━━━ DATA SUPPLIED

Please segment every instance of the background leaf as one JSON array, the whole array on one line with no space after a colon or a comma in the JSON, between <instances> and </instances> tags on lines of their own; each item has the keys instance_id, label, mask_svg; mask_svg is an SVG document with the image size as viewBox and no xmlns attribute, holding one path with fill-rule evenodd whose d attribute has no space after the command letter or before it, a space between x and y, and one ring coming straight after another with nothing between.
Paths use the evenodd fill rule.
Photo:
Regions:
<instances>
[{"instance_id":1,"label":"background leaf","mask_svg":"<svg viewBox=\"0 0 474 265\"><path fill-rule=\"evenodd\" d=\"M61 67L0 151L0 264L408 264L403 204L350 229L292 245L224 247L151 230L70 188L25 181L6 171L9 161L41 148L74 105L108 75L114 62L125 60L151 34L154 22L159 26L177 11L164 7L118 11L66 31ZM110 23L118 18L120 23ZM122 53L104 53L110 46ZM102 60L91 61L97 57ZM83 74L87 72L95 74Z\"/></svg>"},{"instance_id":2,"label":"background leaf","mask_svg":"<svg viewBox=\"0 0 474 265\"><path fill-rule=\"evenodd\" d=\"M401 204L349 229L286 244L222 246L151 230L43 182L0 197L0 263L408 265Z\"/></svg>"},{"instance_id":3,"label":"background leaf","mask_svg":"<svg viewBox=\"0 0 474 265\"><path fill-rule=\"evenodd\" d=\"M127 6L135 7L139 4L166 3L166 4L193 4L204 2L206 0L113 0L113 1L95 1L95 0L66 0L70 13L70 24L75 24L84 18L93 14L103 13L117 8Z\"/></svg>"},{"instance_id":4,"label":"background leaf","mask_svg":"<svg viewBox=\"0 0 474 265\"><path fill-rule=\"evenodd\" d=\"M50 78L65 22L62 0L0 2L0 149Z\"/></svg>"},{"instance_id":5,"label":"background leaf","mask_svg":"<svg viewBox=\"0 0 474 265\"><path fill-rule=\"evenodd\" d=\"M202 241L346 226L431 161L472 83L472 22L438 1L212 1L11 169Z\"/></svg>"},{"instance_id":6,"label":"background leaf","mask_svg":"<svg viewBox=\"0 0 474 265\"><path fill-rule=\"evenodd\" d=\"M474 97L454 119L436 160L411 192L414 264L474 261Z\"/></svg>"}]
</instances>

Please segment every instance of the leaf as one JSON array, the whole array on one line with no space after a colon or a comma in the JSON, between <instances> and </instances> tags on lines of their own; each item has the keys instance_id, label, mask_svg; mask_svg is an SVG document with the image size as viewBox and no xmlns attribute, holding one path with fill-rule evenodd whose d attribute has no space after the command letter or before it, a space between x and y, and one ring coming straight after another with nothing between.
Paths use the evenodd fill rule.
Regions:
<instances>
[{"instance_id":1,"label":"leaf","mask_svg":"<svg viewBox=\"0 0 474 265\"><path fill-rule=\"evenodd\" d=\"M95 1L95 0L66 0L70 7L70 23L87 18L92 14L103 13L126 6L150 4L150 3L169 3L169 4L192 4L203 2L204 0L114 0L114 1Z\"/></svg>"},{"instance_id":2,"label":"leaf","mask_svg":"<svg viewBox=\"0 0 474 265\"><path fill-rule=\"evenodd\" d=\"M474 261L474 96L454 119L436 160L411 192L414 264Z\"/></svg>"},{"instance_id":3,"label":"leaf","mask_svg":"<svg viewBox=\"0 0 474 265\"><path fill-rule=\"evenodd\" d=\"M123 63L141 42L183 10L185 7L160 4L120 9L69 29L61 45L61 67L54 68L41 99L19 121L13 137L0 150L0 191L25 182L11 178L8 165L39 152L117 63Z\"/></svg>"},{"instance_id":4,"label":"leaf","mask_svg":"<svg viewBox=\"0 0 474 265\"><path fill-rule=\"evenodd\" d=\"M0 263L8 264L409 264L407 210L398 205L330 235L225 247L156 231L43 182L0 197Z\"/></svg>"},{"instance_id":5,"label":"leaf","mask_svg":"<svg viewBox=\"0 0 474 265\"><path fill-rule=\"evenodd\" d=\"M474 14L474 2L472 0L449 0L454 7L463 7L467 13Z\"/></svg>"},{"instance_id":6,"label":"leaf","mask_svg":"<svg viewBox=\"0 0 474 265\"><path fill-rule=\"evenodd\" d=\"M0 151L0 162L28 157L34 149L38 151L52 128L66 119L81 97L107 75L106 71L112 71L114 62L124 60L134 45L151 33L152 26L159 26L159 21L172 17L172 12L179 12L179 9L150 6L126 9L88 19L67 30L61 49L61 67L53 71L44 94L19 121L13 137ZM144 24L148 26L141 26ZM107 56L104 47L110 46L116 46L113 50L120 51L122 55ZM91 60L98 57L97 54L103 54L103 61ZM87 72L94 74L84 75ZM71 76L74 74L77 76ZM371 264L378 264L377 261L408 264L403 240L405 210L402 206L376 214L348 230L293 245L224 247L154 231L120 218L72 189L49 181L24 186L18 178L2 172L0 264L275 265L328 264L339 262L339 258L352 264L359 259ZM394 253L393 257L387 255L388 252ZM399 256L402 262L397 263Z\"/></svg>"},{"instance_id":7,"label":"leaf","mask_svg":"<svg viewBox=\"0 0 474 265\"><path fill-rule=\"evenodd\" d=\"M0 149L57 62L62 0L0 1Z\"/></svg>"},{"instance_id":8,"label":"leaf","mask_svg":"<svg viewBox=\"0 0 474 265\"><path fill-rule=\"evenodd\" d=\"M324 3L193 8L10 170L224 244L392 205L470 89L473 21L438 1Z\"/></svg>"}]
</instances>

━━━━━━

REQUIREMENT => Please return every line of the segmentation data above that contains the string "whose".

SOLUTION FOR THIS TASK =>
Please segment every instance of the background leaf as one JSON array, the whole array on one line with no space after a colon or a comma in the JSON, between <instances> and </instances> tags on lines of their own; each item has the keys instance_id, label, mask_svg; mask_svg is an SVG document with the image size as viewBox and no xmlns attribute, holding one path with fill-rule evenodd whose d attribute has no space after the command letter or before it, a space between x and y, and one ring coming straight after another with nothing between.
Please segment every instance of the leaf as one JSON array, the whole array on one line with no space after a colon or a comma in the JSON, between <instances> and </instances> tags on lines of their own; each item has the keys instance_id, label, mask_svg; mask_svg is an SVG document with the image size as viewBox and no xmlns attribute, holding one path with fill-rule evenodd whose d attribute has no space after the command letter or before it, a space between x and y, and one ring coming straight after another with nothing between.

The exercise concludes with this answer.